**Task directions**
Transcribe the line containing "Each instance receives one keypoint. Mark the side mirror" and every line after it, exactly, through the end of the records.

**Given data**
* * * * * * * * *

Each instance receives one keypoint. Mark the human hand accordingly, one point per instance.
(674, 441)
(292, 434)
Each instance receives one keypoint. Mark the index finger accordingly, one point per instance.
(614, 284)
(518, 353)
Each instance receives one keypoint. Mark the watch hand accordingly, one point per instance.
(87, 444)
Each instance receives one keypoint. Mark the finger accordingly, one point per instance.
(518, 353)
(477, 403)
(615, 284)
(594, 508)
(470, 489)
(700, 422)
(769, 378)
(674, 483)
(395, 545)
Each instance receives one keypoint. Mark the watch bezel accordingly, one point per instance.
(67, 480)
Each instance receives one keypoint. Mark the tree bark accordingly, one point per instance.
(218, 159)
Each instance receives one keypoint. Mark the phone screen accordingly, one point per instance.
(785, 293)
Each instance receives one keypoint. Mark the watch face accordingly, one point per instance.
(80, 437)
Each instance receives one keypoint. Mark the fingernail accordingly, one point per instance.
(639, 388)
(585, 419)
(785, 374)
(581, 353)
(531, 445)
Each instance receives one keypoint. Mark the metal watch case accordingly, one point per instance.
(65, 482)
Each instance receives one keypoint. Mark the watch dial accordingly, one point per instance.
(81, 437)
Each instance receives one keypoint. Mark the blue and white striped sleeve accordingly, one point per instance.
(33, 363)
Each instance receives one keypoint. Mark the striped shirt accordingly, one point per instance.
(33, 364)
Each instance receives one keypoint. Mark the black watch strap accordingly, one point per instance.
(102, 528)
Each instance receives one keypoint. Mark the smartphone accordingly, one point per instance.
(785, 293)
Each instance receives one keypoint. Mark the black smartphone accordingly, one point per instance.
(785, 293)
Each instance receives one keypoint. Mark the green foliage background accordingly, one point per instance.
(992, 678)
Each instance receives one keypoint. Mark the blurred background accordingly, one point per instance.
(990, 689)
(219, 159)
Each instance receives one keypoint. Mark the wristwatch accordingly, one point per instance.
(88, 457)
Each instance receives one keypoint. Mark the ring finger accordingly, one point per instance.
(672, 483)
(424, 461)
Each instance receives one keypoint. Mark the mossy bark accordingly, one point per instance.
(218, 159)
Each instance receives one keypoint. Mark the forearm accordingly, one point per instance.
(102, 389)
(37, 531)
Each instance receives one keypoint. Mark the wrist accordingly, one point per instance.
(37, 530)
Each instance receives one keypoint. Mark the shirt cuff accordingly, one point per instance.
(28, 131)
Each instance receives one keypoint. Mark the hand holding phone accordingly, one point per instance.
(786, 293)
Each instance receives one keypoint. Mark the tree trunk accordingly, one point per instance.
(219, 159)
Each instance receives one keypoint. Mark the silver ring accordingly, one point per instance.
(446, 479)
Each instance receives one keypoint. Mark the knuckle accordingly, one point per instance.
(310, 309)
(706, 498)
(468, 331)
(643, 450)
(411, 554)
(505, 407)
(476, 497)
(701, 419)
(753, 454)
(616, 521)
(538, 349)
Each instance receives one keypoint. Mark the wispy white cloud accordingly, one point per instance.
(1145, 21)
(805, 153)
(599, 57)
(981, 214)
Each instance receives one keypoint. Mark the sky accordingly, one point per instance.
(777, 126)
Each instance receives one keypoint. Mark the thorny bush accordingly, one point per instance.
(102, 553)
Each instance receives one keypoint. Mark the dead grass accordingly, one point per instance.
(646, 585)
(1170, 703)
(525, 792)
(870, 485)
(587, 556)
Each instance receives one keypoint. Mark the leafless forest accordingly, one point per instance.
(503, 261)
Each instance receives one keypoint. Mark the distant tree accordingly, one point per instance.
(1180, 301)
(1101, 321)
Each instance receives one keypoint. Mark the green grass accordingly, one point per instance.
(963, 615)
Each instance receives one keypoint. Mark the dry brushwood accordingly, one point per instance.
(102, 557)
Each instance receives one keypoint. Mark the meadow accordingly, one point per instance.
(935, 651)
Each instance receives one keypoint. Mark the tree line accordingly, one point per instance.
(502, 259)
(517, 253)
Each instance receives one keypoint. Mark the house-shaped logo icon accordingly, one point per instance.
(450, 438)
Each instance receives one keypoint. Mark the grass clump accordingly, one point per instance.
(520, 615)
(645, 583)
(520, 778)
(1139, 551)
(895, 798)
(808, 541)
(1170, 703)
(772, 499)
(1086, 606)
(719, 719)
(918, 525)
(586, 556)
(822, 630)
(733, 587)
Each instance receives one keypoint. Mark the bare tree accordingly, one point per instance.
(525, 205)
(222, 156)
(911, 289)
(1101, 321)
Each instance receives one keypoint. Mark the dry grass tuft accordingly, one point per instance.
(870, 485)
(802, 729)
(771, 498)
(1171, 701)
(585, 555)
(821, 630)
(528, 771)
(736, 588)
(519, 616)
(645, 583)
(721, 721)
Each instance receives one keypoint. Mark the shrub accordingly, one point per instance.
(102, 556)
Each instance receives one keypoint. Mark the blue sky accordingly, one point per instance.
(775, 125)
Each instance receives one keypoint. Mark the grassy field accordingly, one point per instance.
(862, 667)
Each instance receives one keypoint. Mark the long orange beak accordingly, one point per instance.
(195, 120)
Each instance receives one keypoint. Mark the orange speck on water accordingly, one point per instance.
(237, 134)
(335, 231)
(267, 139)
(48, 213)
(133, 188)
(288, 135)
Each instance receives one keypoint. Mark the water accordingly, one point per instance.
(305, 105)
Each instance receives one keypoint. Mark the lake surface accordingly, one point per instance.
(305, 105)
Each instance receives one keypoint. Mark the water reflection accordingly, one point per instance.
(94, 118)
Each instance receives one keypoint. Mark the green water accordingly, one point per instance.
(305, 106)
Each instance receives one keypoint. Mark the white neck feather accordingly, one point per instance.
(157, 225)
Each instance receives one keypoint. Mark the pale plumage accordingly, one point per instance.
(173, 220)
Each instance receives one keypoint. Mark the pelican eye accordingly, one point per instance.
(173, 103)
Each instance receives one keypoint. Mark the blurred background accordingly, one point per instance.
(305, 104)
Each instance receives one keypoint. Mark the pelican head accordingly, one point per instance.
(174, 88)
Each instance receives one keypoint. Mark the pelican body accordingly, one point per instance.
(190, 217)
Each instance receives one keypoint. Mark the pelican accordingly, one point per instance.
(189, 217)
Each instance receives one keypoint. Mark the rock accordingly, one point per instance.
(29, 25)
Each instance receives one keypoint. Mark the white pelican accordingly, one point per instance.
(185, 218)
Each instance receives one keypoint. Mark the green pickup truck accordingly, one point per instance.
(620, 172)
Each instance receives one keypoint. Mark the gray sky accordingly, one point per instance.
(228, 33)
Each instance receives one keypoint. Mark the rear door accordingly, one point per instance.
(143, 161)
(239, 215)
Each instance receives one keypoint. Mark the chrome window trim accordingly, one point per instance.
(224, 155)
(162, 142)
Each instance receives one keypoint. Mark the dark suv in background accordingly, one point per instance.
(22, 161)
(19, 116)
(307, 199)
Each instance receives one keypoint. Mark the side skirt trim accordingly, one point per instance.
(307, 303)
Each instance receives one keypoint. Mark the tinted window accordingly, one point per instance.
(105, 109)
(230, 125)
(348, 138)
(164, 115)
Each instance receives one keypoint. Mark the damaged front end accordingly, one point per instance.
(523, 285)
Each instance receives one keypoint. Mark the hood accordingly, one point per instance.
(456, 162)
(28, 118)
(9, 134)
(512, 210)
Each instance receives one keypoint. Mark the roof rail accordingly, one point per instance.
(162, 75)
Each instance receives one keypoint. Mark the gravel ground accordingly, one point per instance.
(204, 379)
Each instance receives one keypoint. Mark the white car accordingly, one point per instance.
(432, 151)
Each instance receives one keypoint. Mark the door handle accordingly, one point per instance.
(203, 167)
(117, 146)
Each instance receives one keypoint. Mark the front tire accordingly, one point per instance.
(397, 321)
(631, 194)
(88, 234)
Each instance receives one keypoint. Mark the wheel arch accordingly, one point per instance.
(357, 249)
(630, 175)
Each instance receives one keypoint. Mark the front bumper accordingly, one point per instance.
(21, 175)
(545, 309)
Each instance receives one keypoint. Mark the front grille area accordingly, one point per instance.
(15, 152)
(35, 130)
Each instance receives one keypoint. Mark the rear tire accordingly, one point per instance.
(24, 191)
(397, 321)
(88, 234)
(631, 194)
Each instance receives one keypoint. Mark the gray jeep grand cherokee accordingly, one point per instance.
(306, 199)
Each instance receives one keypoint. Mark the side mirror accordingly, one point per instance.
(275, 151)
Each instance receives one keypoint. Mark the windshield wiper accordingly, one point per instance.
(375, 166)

* * * * * * * * *

**Reply to the exercise**
Each instance receives one keypoint. Mark the side mirror accordingly, one point per instance.
(275, 151)
Each instance receives one keypoint. Mark the windshield wiper accordingly, one point per instance.
(375, 166)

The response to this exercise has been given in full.